◆ Brano da leggere:
Una storia che si intreccia – è proprio il caso di dirlo – tra Bruxelles, Mantova, Roma e Milano. E che si dipana fra glorie dinastiche, giochi diplomatici e gesti di grande generosità (ma anche momenti drammatici). Protagonista di questa vicenda, che inizia a metà del Cinquecento per arrivare ai nostri giorni, è una serie di preziosi arazzi custodita nel Museo del Duomo di Milano. Che oggi è al centro di una nuova mostra, ricca di notizie curiose e con opere d’arte tutte da riscoprire.

Si tratta di manufatti monumentali e di gran pregio, realizzati per il ducato di Mantova, sotto i Gonzaga. Fu infatti il cardinal Ercole, tutore del nipote Guglielmo, a commissionare questi arazzi attorno al 1550 a uno dei maggiori esperti del settore: il fiammingo Nicolas Karcher che, insieme alla sua bottega, per soddisfare le continue richieste dei principi nostrani, si era trasferito in Italia da Bruxelles, di volta in volta attivo presso le corti di Ferrara, Firenze e Mantova, appunto.

Karcher, naturalmente, si occupò della tessitura. Il disegno delle scene degli arazzi, invece, come di consueto, venne affidato a un rinomato artista, che in questo caso fu Giovan Battista Bertani, allievo di Giulio Romano e all’epoca sovrintende dei cantieri gonzagheschi. La serie era composta in origine da sei arazzi e illustrava le storie di Mosè: un ciclo biblico che ai temi religiosi univa allegorie politiche e significati simbolici.

Nel 1563 questi arazzi vennero donati a Carlo Borromeo, che lo zio Papa, Pio IV, aveva nominato arcivescovo di Milano. Si trattava, come si può ben immaginare, di un gesto particolarmente munifico da parte dei Gonzaga, che volevano esprimere sentimenti di amicizia e di vicinanza verso uno dei membri più influenti della curia vaticana, nonostante la giovane età. Lo stesso cardinal Ercole, del resto, era stato a un passo dall’essere eletto al soglio di Pietro e in quei mesi presiedeva il Concilio di Trento, da poco riaperto. Senza contare che la sorella di Carlo, Camilla Borromeo, aveva sposato un Gonzaga, Cesare di Guastalla, sancendo così una vera e propria alleanza tra le due nobili famiglie.

Quando il cardinal Borromeo venne a Milano per guidare la Diocesi che gli era stata affidata, portò con sé i grandi arazzi mantovani, a riprova di quanto gli fossero cari. Già nel 1566, tuttavia, li offrì alla Veneranda Fabbrica del Duomo, in cambio di lavori di manutenzione alle case dei canonici della Cattedrale. San Carlo, del resto, fu solito agire così, durante tutto il suo episcopato: cedeva beni personali (quadri, mobili, oggetti preziosi…) per raccogliere offerte da destinare ai poveri, a istituti religiosi bisognosi, a enti di assistenza, alla costruzione di nuovi edifici di culto e, in generale, a opere di carità; arricchendo, allo stesso tempo, chiese e santuari dei territori ambrosiani.

◆ Compiti richiesti:
1 - Rispondi alle seguenti domande sul brano sugli arazzi:
(a) Chi commissionò gli arazzi attorno al 1550?
(b) Da quanti arazzi era composta in origine la serie?
(c) In che anno Carlo Borromeo offrì gli arazzi alla Veneranda Fabbrica del Duomo?
2 - Riporta fedelmente la parte del brano sugli arazzi che va da "Una storia che" fino a "tutte da riscoprire." incluso.
3 - Prosegui il brano sugli arazzi dal punto in cui si interrompe.
Le voci riportate qui sotto non servono per lo svolgimento.

◆ Dati estratti:
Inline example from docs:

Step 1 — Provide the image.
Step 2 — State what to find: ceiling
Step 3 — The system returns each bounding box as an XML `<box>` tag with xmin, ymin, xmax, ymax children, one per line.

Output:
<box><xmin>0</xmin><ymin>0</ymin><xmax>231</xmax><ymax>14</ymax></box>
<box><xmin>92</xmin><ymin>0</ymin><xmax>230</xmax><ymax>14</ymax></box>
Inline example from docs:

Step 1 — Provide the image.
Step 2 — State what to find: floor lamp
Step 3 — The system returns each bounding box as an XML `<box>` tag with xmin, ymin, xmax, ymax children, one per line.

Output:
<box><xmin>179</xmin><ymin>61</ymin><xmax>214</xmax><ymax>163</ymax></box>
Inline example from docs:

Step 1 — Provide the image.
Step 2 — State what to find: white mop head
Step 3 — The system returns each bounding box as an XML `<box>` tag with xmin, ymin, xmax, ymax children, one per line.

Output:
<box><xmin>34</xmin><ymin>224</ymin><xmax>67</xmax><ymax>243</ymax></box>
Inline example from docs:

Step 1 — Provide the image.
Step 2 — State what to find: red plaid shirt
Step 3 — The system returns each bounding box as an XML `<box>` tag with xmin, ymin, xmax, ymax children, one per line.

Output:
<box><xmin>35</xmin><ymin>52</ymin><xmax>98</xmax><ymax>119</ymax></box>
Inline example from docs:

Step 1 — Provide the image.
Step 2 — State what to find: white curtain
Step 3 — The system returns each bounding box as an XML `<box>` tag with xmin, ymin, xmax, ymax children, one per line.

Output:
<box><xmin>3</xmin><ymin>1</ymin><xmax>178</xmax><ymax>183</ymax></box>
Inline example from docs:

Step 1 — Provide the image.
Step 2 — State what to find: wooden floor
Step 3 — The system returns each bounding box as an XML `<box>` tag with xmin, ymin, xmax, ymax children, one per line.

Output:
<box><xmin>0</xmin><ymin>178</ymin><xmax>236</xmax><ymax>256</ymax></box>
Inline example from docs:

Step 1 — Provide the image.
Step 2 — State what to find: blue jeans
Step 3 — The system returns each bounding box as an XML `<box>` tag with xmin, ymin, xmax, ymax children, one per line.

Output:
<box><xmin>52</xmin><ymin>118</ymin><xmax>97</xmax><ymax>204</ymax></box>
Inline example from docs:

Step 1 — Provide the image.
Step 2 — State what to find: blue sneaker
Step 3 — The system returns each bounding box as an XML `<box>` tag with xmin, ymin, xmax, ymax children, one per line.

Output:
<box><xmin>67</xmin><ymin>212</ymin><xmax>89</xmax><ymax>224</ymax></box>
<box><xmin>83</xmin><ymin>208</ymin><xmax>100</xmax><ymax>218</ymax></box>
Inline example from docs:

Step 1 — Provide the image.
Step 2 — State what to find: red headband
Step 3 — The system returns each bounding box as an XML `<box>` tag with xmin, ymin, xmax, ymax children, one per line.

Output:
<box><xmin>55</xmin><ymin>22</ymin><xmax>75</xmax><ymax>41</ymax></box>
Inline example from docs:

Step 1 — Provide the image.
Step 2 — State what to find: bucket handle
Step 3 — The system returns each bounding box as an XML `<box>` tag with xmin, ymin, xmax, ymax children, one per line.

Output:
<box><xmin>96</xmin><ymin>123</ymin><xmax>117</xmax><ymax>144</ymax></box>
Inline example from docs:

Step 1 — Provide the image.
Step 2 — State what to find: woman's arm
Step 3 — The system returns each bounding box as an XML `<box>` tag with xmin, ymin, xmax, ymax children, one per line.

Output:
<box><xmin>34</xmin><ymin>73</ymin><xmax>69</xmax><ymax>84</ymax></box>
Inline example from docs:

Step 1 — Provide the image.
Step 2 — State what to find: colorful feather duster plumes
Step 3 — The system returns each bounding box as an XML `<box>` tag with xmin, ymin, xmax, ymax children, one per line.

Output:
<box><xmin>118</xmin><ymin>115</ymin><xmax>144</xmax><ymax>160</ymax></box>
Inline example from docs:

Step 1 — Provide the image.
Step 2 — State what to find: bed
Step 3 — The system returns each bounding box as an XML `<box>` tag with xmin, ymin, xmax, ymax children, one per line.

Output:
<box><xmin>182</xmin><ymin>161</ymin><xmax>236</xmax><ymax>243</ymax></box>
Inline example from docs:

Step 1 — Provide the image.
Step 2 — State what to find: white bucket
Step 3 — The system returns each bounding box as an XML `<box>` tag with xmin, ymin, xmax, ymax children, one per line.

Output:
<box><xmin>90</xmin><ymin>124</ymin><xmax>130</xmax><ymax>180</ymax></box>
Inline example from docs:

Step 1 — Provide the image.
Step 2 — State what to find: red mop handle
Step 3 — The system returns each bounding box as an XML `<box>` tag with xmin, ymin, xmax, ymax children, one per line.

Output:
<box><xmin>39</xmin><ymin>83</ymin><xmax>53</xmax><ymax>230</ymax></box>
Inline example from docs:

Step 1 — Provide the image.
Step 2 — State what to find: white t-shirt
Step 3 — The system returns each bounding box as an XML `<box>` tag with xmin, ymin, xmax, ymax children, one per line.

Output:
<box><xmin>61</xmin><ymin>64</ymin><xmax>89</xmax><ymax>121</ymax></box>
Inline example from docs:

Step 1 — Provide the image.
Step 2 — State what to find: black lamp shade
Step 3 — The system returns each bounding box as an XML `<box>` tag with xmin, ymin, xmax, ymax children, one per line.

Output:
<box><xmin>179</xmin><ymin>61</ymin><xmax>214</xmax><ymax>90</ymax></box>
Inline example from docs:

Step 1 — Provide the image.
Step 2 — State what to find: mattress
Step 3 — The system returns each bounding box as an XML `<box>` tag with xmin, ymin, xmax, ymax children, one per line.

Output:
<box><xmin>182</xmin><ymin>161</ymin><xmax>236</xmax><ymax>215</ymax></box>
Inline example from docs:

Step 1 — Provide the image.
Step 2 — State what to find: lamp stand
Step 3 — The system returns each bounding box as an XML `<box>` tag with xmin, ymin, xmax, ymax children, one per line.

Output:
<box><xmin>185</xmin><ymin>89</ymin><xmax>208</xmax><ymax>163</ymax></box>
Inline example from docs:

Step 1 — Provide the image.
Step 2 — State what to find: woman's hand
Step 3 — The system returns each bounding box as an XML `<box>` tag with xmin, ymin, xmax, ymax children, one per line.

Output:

◆ Esercizi risolti:
1 -
(a) Il cardinal Ercole, tutore del nipote Guglielmo.
(b) Da sei arazzi.
(c) Nel 1566.

2 -
Una storia che si intreccia – è proprio il caso di dirlo – tra Bruxelles, Mantova, Roma e Milano. E che si dipana fra glorie dinastiche, giochi diplomatici e gesti di grande generosità (ma anche momenti drammatici). Protagonista di questa vicenda, che inizia a metà del Cinquecento per arrivare ai nostri giorni, è una serie di preziosi arazzi custodita nel Museo del Duomo di Milano. Che oggi è al centro di una nuova mostra, ricca di notizie curiose e con opere d’arte tutte da riscoprire.

3 -
Anche la Veneranda Fabbrica, ben conoscendo il valore di questi capolavori tessili, pensò di venderli per ricavare fondi per il proseguimento dei lavori del Duomo. Per questo scopo, a metà del Settecento venne incaricato l’artista Gaetano Le Poer di predisporre una sorta di “catalogo” con le incisioni fedeli e dettagliate degli arazzi dei Gonzaga: vendita, tuttavia, che non andò mai in porto.

Anche quei disegni, con le relative matrici in rame, tutti restaurati, sono ora esposti nella rassegna al Museo del Duomo e sono quanto mai importanti perché ci danno testimonianza di opere andate perdute. Tre arazzi della serie di Mosè, infatti, furono purtroppo completamente distrutti nell’incendio che il 3 agosto 1906 devastò il padiglione della Veneranda Fabbrica all’Esposizione universale di Milano, dove bruciarono anche molti altri tesori della Cattedrale.

Restano i tre bellissimi arazzi che rappresentano il «Passaggio del Mar Rosso», «Mosè riceve le Tavole della Legge» e «Il serpente di bronzo», insieme a un quarto drappo con ghirlande di fiori e frutti, putti e le insegne dei Gonzaga. Una composizione così «esuberante» da aver fatto pensare, in passato, al contributo dell’Arcimboldo, che da giovane fu effettivamente attivo nel cantiere del Duomo di Milano.

La mostra «Intrecci di seta, rame, inchiostro. La storia degli arazzi Gonzaga», allestita in collaborazione con il Politecnico di Milano, è visitabile presso il Museo del Duomo di Milano (piazza del Duomo, 12) fino al prossimo 2 maggio. Ingresso con il biglietto di visita del complesso della Cattedrale. Per informazioni: tel. 02.72023375, www.duomomilano.it .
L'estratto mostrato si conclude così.